* What is needed *
Which lines of the rows below contain the string "bridge"? Show each one in full, matching case exactly.

↓↓↓

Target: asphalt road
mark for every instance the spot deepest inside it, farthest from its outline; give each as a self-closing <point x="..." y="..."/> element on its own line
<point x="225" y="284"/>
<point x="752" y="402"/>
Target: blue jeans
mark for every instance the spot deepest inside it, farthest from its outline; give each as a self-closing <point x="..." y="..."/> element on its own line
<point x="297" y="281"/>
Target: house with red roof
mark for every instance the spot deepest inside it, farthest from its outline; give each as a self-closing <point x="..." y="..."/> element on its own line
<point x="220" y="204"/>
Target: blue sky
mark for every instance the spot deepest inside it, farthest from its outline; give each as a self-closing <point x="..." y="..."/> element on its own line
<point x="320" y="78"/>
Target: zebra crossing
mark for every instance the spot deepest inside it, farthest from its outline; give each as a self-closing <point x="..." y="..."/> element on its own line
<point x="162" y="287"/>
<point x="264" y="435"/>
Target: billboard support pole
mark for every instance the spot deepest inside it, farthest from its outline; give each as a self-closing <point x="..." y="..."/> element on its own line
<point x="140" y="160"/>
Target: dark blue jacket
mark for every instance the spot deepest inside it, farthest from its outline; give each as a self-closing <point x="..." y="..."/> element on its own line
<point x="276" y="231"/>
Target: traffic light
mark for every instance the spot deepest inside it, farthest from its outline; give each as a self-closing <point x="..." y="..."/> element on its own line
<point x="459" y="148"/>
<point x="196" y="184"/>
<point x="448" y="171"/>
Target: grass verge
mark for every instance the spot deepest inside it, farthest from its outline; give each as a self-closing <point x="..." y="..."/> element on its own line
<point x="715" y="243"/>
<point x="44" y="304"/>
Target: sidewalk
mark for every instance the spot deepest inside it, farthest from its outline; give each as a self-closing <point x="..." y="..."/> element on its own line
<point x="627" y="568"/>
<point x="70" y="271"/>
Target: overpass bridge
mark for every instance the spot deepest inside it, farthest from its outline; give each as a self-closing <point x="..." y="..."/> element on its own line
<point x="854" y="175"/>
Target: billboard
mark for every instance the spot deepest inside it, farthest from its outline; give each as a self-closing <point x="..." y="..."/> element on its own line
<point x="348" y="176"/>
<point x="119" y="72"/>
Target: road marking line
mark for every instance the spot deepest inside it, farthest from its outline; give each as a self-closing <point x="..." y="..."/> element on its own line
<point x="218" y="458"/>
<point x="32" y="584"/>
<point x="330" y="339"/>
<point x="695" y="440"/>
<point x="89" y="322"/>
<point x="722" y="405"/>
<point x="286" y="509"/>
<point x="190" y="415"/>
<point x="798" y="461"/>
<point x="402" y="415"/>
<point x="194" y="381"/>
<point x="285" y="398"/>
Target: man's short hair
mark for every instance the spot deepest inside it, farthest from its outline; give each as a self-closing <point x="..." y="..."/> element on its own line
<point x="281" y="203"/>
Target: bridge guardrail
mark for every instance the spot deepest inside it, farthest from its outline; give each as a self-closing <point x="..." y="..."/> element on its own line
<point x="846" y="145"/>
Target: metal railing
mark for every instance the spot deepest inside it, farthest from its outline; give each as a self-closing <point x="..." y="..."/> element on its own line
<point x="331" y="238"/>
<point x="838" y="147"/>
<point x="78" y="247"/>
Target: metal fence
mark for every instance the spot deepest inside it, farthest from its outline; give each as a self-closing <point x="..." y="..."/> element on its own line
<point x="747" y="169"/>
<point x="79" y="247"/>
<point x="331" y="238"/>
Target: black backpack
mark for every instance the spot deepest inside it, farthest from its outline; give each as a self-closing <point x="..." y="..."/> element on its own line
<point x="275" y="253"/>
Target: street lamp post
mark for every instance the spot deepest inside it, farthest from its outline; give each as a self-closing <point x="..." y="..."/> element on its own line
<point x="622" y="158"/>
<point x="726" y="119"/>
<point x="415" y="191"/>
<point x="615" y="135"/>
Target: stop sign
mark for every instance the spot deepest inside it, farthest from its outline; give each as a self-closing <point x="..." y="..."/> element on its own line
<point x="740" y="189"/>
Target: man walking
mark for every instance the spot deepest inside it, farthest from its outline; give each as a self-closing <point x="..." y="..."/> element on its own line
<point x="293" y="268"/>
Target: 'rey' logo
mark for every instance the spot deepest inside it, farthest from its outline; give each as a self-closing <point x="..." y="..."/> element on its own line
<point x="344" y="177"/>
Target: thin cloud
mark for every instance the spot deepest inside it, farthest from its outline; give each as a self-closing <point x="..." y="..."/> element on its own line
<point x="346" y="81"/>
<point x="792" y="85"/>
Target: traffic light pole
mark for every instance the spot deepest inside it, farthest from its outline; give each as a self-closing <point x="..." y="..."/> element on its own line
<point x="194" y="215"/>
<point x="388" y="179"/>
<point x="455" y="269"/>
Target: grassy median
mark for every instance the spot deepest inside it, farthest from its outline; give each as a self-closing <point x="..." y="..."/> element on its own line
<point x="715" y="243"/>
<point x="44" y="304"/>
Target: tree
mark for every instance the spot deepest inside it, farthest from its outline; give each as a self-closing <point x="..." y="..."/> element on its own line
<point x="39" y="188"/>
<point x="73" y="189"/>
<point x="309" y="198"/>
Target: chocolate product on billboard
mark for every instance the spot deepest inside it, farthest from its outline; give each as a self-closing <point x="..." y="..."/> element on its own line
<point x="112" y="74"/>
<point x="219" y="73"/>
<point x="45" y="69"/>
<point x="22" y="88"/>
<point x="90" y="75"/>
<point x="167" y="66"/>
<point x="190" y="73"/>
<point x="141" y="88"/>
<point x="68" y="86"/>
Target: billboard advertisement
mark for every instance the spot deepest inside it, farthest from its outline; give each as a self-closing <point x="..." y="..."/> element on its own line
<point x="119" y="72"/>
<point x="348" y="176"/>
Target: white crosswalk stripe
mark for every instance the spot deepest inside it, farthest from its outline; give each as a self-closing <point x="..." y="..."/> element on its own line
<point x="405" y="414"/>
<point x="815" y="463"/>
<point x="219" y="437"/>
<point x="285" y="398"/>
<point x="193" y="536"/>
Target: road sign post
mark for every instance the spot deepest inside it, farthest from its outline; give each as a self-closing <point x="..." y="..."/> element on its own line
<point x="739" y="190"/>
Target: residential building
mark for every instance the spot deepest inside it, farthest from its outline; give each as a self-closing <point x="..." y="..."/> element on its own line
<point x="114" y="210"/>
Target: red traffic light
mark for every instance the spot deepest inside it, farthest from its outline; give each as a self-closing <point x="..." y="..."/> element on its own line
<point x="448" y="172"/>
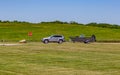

↑↑↑

* Exercise solution *
Target: overpass bridge
Target: bridge guardrail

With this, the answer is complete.